>> BEGIN The input
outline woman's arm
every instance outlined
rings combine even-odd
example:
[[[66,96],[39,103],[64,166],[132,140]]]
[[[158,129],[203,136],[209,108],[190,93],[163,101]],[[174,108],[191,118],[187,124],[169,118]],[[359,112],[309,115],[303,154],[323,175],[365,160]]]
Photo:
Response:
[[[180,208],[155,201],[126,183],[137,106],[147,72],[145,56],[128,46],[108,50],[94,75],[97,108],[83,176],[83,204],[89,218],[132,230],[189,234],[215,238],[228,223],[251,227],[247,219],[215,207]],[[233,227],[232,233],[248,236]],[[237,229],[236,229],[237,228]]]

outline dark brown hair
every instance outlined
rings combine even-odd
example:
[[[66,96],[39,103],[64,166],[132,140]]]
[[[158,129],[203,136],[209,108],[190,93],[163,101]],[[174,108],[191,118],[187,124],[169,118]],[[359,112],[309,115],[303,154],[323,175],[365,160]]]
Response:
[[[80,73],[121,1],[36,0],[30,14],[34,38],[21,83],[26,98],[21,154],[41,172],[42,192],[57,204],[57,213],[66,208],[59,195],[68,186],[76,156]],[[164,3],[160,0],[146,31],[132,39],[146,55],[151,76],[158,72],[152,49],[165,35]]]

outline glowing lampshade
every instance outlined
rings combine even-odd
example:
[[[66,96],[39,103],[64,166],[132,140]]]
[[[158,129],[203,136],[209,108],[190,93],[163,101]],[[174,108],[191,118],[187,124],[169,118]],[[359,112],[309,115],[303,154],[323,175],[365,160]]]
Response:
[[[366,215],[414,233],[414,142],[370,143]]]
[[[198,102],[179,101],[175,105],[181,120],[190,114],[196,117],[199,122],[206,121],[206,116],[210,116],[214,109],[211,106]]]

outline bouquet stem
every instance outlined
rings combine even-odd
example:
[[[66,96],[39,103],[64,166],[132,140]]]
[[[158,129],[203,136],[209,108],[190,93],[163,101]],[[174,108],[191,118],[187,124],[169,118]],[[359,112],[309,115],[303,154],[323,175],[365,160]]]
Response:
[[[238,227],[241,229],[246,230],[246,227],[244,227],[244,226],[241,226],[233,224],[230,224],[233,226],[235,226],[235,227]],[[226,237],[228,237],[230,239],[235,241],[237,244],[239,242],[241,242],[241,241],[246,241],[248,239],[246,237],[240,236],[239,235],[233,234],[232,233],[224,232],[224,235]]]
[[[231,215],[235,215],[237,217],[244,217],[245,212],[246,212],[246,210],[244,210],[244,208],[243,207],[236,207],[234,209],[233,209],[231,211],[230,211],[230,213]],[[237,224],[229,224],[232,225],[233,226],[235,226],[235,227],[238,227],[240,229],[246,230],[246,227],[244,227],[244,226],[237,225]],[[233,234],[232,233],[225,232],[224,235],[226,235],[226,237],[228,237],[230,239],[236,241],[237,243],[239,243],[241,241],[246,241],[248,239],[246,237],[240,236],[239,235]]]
>> END The input
:: What the task requires ::
Reproduce the stretch of the listing above from the line containing "outline glowing lampshade" through the end of the listing, requests included, adding 4 to every vertex coordinate in the answers. The sample coordinates within the requests stay unchanged.

:: Solved exercise ::
outline glowing lampshade
every instance outlined
rings combine even-odd
example:
[[[66,96],[39,103],[64,166],[132,140]]]
[[[158,129],[203,136],[209,108],[190,93],[163,101]],[[174,108],[191,118],[187,124],[169,118]],[[359,112],[309,115],[303,154],[323,175],[365,160]]]
Response:
[[[370,219],[418,237],[418,146],[374,147]]]
[[[202,106],[183,105],[179,109],[185,124],[194,118],[200,121],[203,126],[210,125],[210,120],[214,120],[218,113],[215,110]]]

outline bouquet stem
every instance outlined
rings combine even-odd
example:
[[[66,96],[39,103],[64,166],[132,140]]]
[[[158,129],[203,136],[209,108],[190,93],[163,101]],[[174,108],[191,118],[187,124],[169,118]],[[359,112],[309,115],[303,154],[323,175],[365,160]]]
Response:
[[[242,231],[245,233],[250,234],[250,231],[248,231],[248,230],[245,230],[237,228],[234,228],[237,230],[239,230],[239,231]],[[230,241],[232,241],[234,243],[239,245],[241,248],[243,246],[245,246],[245,245],[250,245],[252,243],[250,241],[244,240],[243,239],[237,238],[236,237],[228,236],[228,239]]]
[[[235,219],[239,219],[241,221],[248,221],[249,216],[250,216],[250,214],[248,214],[248,212],[247,211],[240,211],[238,213],[237,213],[235,215],[234,215],[234,217]],[[241,228],[233,228],[236,229],[237,230],[239,230],[239,231],[242,231],[244,233],[250,234],[250,231],[248,231],[248,230],[241,229]],[[237,238],[236,237],[229,236],[228,239],[230,239],[230,241],[232,241],[234,243],[240,245],[241,247],[243,247],[245,245],[250,245],[252,243],[250,241],[244,240],[243,239]]]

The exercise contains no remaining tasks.